The archangel was on their team.  Great incentive.  So when the big fullback came blasting toward the goal line and I was the only thing that stood between him and the score and thus win, I did what anyone would do, if they were crazy like me.


I threw my head toward the giant's legs and my head met his knee at full speed.  The two bodies were fused from the collision and rose in the air, hanging there for what seemed like eternity, then slowly we toppled over away from the goal line.

Victory was preserved.  A new legend had been discovered and a new hero had been born.  I remember being carried around the field, to the cheers of all the kids watching the spectacle.

Then everyone started leaving to go home.  I stood in the middle of the now empty field with no where to go.  To my astonishment, I had no idea who I was or where I lived.

A brain concussion is a most complex thing.  It can leave you knocked out cold or without any memory, but if you are still conscious as I was you can remember what happened to you during the time you lost your memory.

How odd.

I remembered nothing of my Hayseed life in Iowa or real life in Rothschild's London.  Someone led me home, I finally drifted off into a coma, and about three days later came back.

High school would bring better days.  For one, I was going to learn more about my Jewish culture.  After 9 years in Catholic schools I'd about given up finding out much about my Jewish people.  It was time I met a real life Jewish person to teach me the ancient ways.


So I grabbed my kippah and Torah and set out in search of a Jewish family to meet in the farm towns of Iowa.

It was a steel slide guitar incident that miraculously morphed into meeting my first real Jew in the summer of 1960.

Let me explain.

Once I discovered Elvis and Buddy Holly in the late 1950's moral decay and deterioration immediately set in from the cosmic exposure to rock and roll, the demon's tool of fatal addiction for the innocent and gullible minds of all those Christian virgins.


 Suddenly I discovered a replacement for all those stupid Spike Jones drum sets I used to get for Christmas that were always smashed to pieces by New Years.  Come to think of it, when you look at the drum it was a pretty demonic image to give a kid whose life was already filled with enough darkness.


Anyway, I wanted a rock and roll guitar like Elvis and Buddy.  My parents were more the Hit Parade types having been raised in the days of swing bands and hot jazz.  Oh they were into music big time, but the wrong kind for my rebellious nature.

Segmentation mask data:
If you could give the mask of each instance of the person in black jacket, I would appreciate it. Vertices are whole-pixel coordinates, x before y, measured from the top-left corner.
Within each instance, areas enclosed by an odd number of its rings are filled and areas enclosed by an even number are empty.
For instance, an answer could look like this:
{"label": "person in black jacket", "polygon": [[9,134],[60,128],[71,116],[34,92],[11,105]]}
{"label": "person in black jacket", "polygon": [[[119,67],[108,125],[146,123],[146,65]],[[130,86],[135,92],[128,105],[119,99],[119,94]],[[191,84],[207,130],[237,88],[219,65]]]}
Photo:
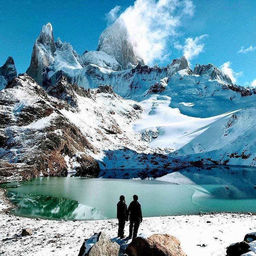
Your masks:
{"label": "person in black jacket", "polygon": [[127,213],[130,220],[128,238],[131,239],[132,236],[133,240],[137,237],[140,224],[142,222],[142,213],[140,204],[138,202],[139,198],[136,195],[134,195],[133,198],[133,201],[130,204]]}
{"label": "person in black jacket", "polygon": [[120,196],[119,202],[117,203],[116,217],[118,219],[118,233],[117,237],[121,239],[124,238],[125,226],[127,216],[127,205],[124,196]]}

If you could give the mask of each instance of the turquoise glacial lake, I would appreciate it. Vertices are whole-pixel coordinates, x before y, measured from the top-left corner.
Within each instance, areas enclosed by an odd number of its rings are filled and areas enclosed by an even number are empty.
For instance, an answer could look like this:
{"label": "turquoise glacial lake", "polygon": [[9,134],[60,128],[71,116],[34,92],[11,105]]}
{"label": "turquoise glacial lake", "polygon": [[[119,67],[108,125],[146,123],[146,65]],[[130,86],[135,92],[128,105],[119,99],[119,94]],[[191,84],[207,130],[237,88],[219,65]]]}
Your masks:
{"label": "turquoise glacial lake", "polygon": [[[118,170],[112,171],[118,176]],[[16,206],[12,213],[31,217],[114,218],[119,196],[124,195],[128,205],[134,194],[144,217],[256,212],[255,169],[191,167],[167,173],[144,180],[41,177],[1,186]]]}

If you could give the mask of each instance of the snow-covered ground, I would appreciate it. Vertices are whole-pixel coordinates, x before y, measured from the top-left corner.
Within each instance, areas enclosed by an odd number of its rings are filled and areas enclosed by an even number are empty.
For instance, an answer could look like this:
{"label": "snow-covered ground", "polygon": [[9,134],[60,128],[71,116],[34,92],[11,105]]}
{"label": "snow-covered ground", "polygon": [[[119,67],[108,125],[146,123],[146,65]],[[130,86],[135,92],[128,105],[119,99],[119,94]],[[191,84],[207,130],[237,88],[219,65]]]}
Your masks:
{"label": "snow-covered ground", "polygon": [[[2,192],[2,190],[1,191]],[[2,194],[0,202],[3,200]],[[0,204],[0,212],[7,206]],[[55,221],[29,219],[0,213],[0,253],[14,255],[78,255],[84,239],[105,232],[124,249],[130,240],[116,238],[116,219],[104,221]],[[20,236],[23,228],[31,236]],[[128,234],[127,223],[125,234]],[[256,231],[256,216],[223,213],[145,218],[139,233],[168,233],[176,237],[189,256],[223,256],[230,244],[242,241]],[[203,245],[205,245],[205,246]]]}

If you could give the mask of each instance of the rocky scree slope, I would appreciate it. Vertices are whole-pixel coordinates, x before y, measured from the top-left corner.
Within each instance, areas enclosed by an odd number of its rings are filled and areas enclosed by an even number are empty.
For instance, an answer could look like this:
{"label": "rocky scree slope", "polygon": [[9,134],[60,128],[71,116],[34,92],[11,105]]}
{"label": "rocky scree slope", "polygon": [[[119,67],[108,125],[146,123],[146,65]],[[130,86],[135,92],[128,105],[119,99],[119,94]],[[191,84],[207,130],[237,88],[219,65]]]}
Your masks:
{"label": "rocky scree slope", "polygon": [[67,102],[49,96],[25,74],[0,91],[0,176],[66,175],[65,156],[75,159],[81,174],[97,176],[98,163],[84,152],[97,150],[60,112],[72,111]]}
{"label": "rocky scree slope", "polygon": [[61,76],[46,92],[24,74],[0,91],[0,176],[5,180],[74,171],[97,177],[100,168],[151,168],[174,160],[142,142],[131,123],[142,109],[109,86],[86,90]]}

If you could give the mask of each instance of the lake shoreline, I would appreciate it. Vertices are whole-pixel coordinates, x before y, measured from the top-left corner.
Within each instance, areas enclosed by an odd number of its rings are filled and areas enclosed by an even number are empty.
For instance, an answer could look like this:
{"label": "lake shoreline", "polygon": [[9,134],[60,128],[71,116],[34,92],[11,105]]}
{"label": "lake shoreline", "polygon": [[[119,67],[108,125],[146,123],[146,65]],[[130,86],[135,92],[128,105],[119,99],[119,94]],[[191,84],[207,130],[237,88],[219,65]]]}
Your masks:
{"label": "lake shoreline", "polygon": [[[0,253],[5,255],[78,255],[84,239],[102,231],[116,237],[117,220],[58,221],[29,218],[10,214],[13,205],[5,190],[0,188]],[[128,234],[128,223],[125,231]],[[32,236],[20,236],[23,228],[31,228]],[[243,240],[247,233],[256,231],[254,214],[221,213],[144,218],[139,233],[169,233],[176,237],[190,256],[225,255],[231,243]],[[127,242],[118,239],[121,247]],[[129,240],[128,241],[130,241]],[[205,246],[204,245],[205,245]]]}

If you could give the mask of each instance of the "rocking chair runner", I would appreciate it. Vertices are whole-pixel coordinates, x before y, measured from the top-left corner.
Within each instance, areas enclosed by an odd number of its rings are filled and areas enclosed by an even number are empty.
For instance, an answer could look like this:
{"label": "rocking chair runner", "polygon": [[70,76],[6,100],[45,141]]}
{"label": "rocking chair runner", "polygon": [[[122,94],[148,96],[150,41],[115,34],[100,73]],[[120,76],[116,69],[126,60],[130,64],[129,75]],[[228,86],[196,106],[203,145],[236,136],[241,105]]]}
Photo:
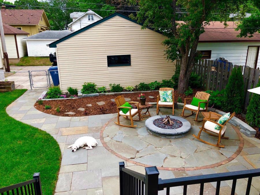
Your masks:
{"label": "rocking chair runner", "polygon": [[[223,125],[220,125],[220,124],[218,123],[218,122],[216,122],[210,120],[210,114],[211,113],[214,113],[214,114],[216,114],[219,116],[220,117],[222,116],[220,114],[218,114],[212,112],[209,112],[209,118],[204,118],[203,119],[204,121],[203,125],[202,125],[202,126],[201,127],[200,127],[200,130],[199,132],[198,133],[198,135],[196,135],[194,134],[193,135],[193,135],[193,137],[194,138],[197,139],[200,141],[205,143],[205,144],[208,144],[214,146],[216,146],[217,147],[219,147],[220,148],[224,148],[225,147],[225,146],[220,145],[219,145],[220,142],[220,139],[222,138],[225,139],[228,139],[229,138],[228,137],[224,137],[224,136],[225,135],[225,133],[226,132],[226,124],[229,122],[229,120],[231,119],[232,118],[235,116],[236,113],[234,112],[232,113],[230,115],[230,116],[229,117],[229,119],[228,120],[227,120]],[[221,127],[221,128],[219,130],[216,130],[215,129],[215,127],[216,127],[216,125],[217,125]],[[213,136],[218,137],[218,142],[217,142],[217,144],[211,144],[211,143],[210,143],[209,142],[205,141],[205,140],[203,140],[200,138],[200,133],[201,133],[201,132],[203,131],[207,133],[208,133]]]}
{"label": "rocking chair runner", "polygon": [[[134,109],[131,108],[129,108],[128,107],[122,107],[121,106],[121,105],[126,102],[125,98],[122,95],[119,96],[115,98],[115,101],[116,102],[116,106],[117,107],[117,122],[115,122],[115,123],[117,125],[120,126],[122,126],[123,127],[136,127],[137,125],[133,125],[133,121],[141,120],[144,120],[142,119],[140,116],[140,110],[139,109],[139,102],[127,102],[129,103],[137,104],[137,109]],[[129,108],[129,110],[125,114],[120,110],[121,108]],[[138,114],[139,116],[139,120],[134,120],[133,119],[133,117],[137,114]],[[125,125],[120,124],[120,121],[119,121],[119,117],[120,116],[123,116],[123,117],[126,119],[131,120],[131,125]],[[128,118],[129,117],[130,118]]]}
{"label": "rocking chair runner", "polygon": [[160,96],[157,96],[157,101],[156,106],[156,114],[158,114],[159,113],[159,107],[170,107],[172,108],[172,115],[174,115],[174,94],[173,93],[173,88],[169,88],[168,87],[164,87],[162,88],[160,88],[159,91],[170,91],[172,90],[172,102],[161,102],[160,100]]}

PROBLEM SET
1. From the memoir excerpt, output the passage that begins at the words "The archangel was" and stops after "crazy like me.", copied word for word.
2. In the memoir excerpt, in which summer did the narrator meet a real Jewish person for the first time?

RESPONSES IN ORDER
1.
The archangel was on their team.  Great incentive.  So when the big fullback came blasting toward the goal line and I was the only thing that stood between him and the score and thus win, I did what anyone would do, if they were crazy like me.

2. The summer of 1960.